* _Set exercise_
Rewrite the rows below, swapping each "target" for "object" and keeping everything else the same.

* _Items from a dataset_
######
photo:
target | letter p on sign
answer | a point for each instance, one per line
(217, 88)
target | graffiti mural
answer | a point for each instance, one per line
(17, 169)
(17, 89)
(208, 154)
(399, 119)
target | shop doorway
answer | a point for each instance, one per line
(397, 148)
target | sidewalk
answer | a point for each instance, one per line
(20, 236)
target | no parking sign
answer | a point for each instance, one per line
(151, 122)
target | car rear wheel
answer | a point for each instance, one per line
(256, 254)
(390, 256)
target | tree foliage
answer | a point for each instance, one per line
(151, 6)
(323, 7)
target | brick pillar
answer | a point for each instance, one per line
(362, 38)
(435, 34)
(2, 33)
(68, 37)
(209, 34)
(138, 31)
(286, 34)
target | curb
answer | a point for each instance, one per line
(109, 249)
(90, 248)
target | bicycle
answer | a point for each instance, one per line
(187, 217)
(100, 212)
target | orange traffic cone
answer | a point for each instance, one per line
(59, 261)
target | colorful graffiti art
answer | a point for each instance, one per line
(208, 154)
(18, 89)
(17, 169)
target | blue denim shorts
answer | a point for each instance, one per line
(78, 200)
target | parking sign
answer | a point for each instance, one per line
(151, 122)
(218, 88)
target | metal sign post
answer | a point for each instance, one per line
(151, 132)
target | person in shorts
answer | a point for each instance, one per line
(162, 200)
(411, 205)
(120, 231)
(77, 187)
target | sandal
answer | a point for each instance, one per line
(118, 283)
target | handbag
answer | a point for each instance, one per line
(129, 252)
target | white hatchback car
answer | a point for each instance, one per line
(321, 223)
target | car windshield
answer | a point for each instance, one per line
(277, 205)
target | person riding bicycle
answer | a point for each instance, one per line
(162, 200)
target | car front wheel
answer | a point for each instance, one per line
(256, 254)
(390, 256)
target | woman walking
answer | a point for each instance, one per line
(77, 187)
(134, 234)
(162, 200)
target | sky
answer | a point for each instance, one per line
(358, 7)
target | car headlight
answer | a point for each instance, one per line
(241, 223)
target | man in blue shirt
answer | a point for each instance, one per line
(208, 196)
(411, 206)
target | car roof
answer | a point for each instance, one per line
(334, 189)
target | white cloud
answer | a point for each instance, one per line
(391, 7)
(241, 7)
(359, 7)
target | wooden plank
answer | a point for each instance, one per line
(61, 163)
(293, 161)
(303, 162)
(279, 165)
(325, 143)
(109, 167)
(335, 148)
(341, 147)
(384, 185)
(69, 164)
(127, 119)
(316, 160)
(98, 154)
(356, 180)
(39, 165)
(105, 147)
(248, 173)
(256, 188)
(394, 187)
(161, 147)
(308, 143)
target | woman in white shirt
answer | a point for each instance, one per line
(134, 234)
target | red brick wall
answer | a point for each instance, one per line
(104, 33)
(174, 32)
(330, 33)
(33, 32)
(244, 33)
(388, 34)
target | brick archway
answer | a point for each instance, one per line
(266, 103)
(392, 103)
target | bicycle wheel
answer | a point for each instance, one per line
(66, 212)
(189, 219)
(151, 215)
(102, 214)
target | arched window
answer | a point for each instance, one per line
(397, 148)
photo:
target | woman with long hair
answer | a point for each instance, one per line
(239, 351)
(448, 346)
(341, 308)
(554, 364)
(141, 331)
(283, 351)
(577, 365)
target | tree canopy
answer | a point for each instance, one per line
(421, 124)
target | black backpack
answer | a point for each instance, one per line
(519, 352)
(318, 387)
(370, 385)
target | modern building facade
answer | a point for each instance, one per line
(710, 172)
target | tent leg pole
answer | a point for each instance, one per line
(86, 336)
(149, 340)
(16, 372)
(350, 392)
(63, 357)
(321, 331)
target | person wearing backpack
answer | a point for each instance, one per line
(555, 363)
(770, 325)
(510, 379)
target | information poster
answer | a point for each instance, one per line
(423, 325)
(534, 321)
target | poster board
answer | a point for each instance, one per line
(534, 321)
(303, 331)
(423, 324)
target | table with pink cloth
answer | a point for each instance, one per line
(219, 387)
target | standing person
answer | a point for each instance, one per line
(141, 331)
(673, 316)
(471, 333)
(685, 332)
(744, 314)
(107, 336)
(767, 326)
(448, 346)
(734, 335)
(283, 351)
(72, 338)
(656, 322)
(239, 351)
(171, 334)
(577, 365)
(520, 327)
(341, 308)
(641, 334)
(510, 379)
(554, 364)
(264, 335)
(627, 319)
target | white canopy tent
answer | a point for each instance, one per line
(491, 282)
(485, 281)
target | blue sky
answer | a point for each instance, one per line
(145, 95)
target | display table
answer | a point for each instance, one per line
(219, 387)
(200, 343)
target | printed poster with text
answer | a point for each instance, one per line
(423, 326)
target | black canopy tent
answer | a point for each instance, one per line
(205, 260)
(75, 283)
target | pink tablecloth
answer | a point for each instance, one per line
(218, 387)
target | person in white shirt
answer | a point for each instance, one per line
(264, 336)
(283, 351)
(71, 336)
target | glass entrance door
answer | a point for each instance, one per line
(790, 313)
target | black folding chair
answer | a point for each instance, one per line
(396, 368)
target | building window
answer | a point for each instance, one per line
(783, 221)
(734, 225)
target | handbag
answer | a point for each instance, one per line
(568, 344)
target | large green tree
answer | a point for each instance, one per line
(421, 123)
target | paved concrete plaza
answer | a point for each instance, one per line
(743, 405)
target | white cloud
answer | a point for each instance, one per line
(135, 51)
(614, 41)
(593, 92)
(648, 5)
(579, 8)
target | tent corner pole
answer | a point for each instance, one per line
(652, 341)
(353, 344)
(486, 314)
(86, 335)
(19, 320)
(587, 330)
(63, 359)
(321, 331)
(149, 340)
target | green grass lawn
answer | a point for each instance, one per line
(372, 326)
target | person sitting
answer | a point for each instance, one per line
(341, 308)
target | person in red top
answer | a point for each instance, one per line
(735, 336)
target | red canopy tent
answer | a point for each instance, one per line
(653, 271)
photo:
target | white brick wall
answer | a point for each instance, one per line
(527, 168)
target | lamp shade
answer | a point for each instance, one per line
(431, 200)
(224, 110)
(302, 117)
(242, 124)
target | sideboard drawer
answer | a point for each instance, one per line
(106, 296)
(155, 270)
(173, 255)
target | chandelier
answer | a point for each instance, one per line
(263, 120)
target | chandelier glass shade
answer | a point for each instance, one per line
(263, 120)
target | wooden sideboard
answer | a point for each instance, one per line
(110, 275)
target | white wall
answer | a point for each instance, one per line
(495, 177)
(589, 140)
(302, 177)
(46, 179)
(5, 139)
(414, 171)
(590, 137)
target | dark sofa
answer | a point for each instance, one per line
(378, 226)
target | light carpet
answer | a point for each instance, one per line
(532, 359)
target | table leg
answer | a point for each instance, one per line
######
* _Solution for this exercise_
photo:
object | letter p on sign
answer | a point for each instance, one per line
(217, 88)
object | graffiti mural
answer | a point for each instance, one per line
(17, 169)
(17, 89)
(208, 154)
(399, 119)
object | shop doorway
answer | a point for each instance, one per line
(397, 148)
object | sidewalk
answer | a point for each instance, one per line
(20, 236)
object | no parking sign
answer | a point for each instance, one per line
(151, 122)
object | car rear wheel
answer | a point for each instance, one per line
(256, 254)
(390, 256)
object | tree foliage
answer | a point for each instance, one per line
(151, 6)
(323, 7)
object | brick pillar
answer | a point for each instance, one per line
(362, 38)
(435, 34)
(2, 33)
(68, 37)
(209, 34)
(138, 31)
(286, 34)
object | curb
answer | a point for each instance, one per line
(109, 249)
(90, 248)
object | bicycle
answer | a point for each instance, one per line
(187, 217)
(100, 212)
object | orange traffic cone
answer | a point for each instance, one per line
(59, 261)
object | colorful graffiti art
answer | a point for each instance, one per line
(208, 154)
(18, 89)
(17, 169)
object | blue denim shorts
answer | a point for each instance, one per line
(78, 200)
object | parking sign
answer | a point for each instance, one per line
(151, 122)
(218, 88)
object | metal sign post
answer | a point for each instance, one per line
(151, 132)
object | person in shorts
answer | a point for each instance, one per line
(162, 200)
(411, 205)
(120, 231)
(77, 187)
object | sandal
answer | a point for each instance, one per line
(118, 283)
object | handbag
answer | a point for each instance, one per line
(129, 252)
object | white hatchback car
answer | a point for each instance, one per line
(321, 223)
object | car windshield
answer | a point for each instance, one per line
(277, 205)
object | person riding bicycle
answer | a point for each instance, one per line
(162, 200)
object | car front wheel
answer | a point for each instance, one per line
(256, 254)
(390, 256)
object | woman walking
answer | a point for each instance, one per line
(77, 187)
(134, 234)
(162, 200)
object | sky
answer | a point for each instance, one per line
(358, 7)
object | car headlight
answer | a point for each instance, one per line
(241, 223)
object | man in blue shirt
answer | a point for each instance, one per line
(208, 196)
(411, 206)
object | car roof
answer | a point for each instance, one per line
(334, 189)
object | white cloud
answer | a point for each instance, one per line
(391, 7)
(241, 7)
(359, 7)
object | wooden plank
answer | a point for each instance, one per line
(61, 163)
(293, 161)
(303, 162)
(279, 165)
(325, 143)
(109, 167)
(335, 148)
(341, 147)
(384, 185)
(69, 164)
(127, 119)
(316, 160)
(98, 154)
(356, 180)
(39, 165)
(105, 147)
(248, 173)
(256, 188)
(394, 187)
(161, 147)
(308, 143)
object | woman in white shirt
answer | a point for each instance, one per line
(134, 234)
object | red brick wall
answer | a point for each instance, one per line
(104, 33)
(174, 32)
(330, 33)
(33, 32)
(244, 33)
(388, 34)
object | brick archway
answer | a point for each instance, one per line
(266, 103)
(392, 103)
object | bicycle wheel
answer | a point for each instance, one per line
(66, 212)
(189, 219)
(151, 215)
(102, 214)
object | arched window
answer | a point for each instance, one per line
(397, 148)
photo:
object | woman with long hair
answer | a point for each instance, one per line
(239, 351)
(448, 346)
(341, 308)
(554, 364)
(141, 331)
(283, 351)
(577, 365)
object | tree canopy
answer | a point for each instance, one per line
(421, 124)
object | black backpack
answer | a point for each instance, one per line
(519, 352)
(318, 387)
(370, 385)
object | modern building facade
answer | a point for each instance, one per line
(710, 172)
object | tent leg pole
answer | a point for each instance, one per line
(86, 336)
(149, 340)
(16, 372)
(350, 392)
(63, 357)
(321, 331)
object | person wearing backpack
answer | a point for each instance, one per line
(555, 363)
(770, 325)
(510, 379)
object | information poster
answer | a point for each instance, one per line
(423, 325)
(534, 321)
object | poster board
answer | a point for each instance, one per line
(534, 321)
(303, 331)
(423, 324)
object | table with pink cloth
answer | a point for each instance, one per line
(219, 387)
object | standing person
answer | a point for each instance, one per line
(141, 331)
(673, 316)
(471, 333)
(685, 332)
(744, 314)
(107, 336)
(767, 326)
(448, 346)
(734, 335)
(283, 351)
(72, 338)
(656, 322)
(239, 351)
(171, 334)
(577, 365)
(520, 327)
(341, 308)
(641, 334)
(510, 379)
(554, 364)
(264, 335)
(627, 319)
object | white canopy tent
answer | a point for each instance, one per line
(491, 282)
(485, 281)
object | blue sky
answer | a point for each instance, one per line
(145, 95)
object | display table
answer | a point for each instance, one per line
(219, 387)
(200, 343)
object | printed poster with text
answer | a point for each instance, one per line
(423, 326)
object | black canopy tent
answer | a point for each instance, one per line
(205, 260)
(75, 283)
object | pink tablecloth
answer | a point for each instance, one per line
(218, 387)
object | person in white shirt
answer | a point for each instance, one per line
(264, 336)
(283, 351)
(71, 336)
object | glass entrance door
answer | a point for each instance, one per line
(790, 313)
object | black folding chair
answer | a point for each instance, one per line
(396, 368)
object | building window
answer | a point for each instance, one per line
(783, 221)
(734, 225)
object | handbag
answer | a point for each instance, one per line
(568, 344)
object | large green tree
answer | a point for each instance, one per line
(421, 123)
object | paved concrete plaza
answer | a point for each instance, one per line
(743, 405)
object | white cloud
answer | a point for each instance, one per line
(135, 51)
(614, 41)
(593, 92)
(648, 5)
(579, 8)
object | tent corner pole
answer | a point for each instance, one per line
(652, 341)
(353, 344)
(486, 314)
(86, 335)
(19, 320)
(587, 330)
(63, 359)
(321, 331)
(149, 340)
object | green grass lawn
answer | a point for each instance, one per line
(372, 326)
object | person sitting
answer | a point for each instance, one per line
(341, 308)
object | person in red top
answer | a point for each instance, one per line
(735, 336)
object | red canopy tent
answer | a point for each instance, one per line
(653, 271)
photo:
object | white brick wall
answer | a point for each instance, one per line
(527, 168)
object | lamp shade
answer | a point for each instance, one per line
(431, 200)
(224, 110)
(302, 117)
(242, 124)
object | sideboard drawer
answer | a point for each instance, one per line
(106, 296)
(155, 270)
(173, 255)
object | chandelier
answer | a point for each instance, one per line
(263, 120)
object | chandelier glass shade
answer | a point for each instance, one per line
(263, 120)
object | wooden sideboard
answer | a point for each instance, one per line
(110, 275)
object | white wall
answer | a point for each instance, one per line
(495, 177)
(589, 140)
(302, 177)
(46, 179)
(5, 139)
(414, 171)
(590, 137)
object | dark sofa
answer | a point for each instance, one per line
(378, 226)
object | light carpet
answer | a point for each instance, one per line
(532, 359)
object | table leg
answer | a point for each instance, one per line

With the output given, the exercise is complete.